-- Data records follows --

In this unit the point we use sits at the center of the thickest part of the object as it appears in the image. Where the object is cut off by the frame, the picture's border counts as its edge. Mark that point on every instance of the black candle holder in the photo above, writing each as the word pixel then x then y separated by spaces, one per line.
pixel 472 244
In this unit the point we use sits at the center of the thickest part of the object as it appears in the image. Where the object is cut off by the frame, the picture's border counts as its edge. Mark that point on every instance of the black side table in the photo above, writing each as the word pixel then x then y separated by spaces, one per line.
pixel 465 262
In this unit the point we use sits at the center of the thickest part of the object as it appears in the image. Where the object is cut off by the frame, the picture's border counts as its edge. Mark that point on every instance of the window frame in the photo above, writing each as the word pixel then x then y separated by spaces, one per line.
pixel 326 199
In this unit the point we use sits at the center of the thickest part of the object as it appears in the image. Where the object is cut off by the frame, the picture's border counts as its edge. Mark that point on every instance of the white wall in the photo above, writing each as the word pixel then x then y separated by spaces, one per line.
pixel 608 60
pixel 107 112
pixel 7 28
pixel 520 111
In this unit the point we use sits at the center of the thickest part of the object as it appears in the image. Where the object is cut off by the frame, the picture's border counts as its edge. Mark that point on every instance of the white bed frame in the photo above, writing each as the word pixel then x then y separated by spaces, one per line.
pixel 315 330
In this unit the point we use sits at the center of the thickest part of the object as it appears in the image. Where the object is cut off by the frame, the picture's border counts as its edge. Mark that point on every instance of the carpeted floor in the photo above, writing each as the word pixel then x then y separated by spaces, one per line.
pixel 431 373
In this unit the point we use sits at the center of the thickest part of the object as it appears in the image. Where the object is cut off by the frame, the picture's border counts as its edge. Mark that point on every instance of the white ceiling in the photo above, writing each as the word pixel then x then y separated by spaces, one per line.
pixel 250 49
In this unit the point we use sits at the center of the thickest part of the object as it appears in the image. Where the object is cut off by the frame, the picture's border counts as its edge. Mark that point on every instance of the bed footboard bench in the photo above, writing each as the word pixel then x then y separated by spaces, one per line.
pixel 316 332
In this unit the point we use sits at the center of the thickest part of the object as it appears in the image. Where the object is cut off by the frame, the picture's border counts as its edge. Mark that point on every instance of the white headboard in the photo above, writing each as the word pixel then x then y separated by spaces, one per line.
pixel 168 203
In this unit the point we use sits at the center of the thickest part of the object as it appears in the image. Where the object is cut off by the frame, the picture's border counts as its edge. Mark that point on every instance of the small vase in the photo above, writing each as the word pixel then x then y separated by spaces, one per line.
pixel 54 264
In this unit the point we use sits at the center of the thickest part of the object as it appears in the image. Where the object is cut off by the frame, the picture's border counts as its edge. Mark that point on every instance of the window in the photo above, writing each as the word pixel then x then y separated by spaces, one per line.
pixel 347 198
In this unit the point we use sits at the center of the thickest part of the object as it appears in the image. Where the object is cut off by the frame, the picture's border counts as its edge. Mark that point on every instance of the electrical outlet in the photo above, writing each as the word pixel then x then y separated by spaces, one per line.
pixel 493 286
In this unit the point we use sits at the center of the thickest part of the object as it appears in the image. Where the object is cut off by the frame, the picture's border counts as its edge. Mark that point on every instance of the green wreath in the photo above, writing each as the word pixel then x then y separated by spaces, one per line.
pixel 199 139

-- Data records concluded --

Task ▸
Without omitting anything, output the data verbatim.

Response below ▸
In this unit the point we use sits at the center of the thickest part of the object as it appears in the image. Where the object is cut off by the frame, the picture's border counts as its edge. Mark that point on every instance of the black candle holder in the photo above, writing each as the word pixel then x then y separated by spaces, one per line.
pixel 472 244
In this unit the point we use sits at the center of the thickest part of the object as it appears in the image. Where the object is cut off by the frame, the picture's border counts as its edge. Mark that point on every instance of the black side table in the photo above, writing each as the word pixel then x then y separated by spaces, one per line.
pixel 465 262
In this unit the point we use sits at the center of the thickest part of the object as it appears in the image. Where the object is cut off by the frame, the picture's border counts as its edge. Mark that point on every instance of the window frame in the photo above, writing each as the word pixel then x then y separated by spaces, one per line.
pixel 326 199
In this unit the point we use sits at the center of the thickest part of the object as it appears in the image. Where the object is cut off by the frame, the picture's border counts as its edge. Mark that point on every instance of the white wall in the photo above, writing each as the word pixel then x then y separated by spaces, one per line.
pixel 608 60
pixel 107 112
pixel 7 28
pixel 520 111
In this unit the point we use sits at the center of the thickest part of the object as it appears in the image. Where the object is cut off by the frame, the picture's border counts as its edge. Mark that point on every instance of the white bed frame in the photo above, writing each as the word pixel then x then y separated by spaces, one per line.
pixel 315 330
In this unit the point we use sits at the center of the thickest part of the object as it appears in the image. Where the object is cut off by the frame, the picture's border counts as its edge. Mark that point on every instance of the carpeted floor in the photo above, writing each as the word pixel then x then y separated by spaces, one per line.
pixel 431 373
In this unit the point we use sits at the center of the thickest part of the object as it appears in the image. Where the object is cut off by the frame, the picture's border counts as its edge. Mark that point on every instance of the white ceiling in the photo above, writing each as the word pixel then x then y separated by spaces, one per line.
pixel 250 49
In this unit the point we use sits at the center of the thickest part of the object as it appears in the image. Where the object is cut off by the frame, the picture's border counts as its edge. Mark that point on every instance of the bed footboard bench in the photo above, writing each as the word pixel then x then y separated by spaces, one per line.
pixel 316 332
In this unit the point we use sits at the center of the thickest part of the object as it appears in the image. Where the object is cut off by the frame, the picture's border counts as its edge. Mark that point on every instance of the white headboard in the photo above, writing each as the word pixel then x then y separated by spaces, one per line.
pixel 168 203
In this unit the point we use sits at the center of the thickest part of the object as it appears in the image. Where the object is cut off by the frame, the picture's border counts as its edge. Mark that point on every instance of the small vase in the photo above, writing each as the word pixel then x then y separated by spaces, one per line.
pixel 54 264
In this unit the point we use sits at the center of the thickest part of the object as it appears in the image. Where the object is cut off by the frame, the picture's border counts as its edge. Mark that point on every instance of the window in the photo above, writing each as the word pixel then x then y separated by spaces, one per line.
pixel 347 198
In this unit the point we use sits at the center of the thickest part of the object as it appears in the image. Where the object is cut off by the frame, the picture's border counts as its edge. Mark that point on every instance of the electrical outlet in the photo above, writing each as the word pixel then x then y separated by spaces, one per line.
pixel 493 286
In this unit the point we use sits at the center of the thickest part of the object as it appears in the image. Where the object is cut off by the frame, the picture's border counts as its edge. Mark that point on every instance of the green wreath in the photo above, writing each as the word pixel then x then y separated by spaces, one per line.
pixel 199 139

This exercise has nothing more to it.